■ Problem 1
In the warehouse notebook, which letter stands for a human?
■ Problem 2
Rewrite everything from "# Task 1: Implementation" down to "Space --> ." in the warehouse notebook, putting "Robot" wherever "Agent" appears.

■ Selected passage
################
# Task 1: Implementation of a Tabular Reinforcement Learning Environment
### By Nattaphat Thanaussawanun and Prapas Rakchartkiattikul

This notebook has demonstrated the nature of the warehouse environment into 5 scenarios.

## Content
- <a href='#scenario1'>Scenario 1: Basic Move Actions</a>
- <a href='#scenario2'>Scenario 2: Agent Hit the Box</a>
- <a href='#scenario3'>Scenario 3: Agent Hit the Human</a>
- <a href='#scenario4'>Scenario 4: Pickup Action</a>
- <a href='#scenario5'>Scenario 5: Dropoff Action</a>

The notation that used to represent the location in the environment: 
- Empty Space --> .
- Stationary Obstacles --> X
- Box --> B
- Human --> H
- Parcel --> P
- Destination --> P
- Agent --> A

In [1]:
#Import nessary functions
from warehouse import *
import pickle

In [2]:
# Example of environment of size 10
env = Warehouse(10)
env.reset()
env.display()

X X X X X X X X X X 
X P . . . . D . . X 
X . . . . . X . . X 
X . . X . . X B . X 
X X . . . . . . . X 
X . . . . . . . . X 
X . . . . . . . . X 
X . . H . . . . . X 
X . . . . . . . X X 
X X X X X X A X X X 



## Scenario 1: Basic Move Actions <a id='scenario1'></a> 

In [3]:
# Import a predefined enviroment
FILENAME = open('env_scenario_1.p', 'rb')
################
■ Source material
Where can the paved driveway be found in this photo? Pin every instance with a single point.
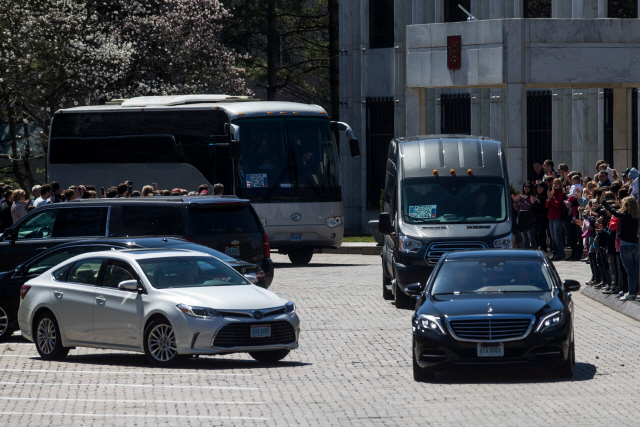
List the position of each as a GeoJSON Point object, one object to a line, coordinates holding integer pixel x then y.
{"type": "Point", "coordinates": [353, 368]}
################
■ Exercise solution 1
H

■ Exercise solution 2
# Task 1: Implementation of a Tabular Reinforcement Learning Environment
### By Nattaphat Thanaussawanun and Prapas Rakchartkiattikul

This notebook has demonstrated the nature of the warehouse environment into 5 scenarios.

## Content
- <a href='#scenario1'>Scenario 1: Basic Move Actions</a>
- <a href='#scenario2'>Scenario 2: Robot Hit the Box</a>
- <a href='#scenario3'>Scenario 3: Robot Hit the Human</a>
- <a href='#scenario4'>Scenario 4: Pickup Action</a>
- <a href='#scenario5'>Scenario 5: Dropoff Action</a>

The notation that used to represent the location in the environment: 
- Empty Space --> .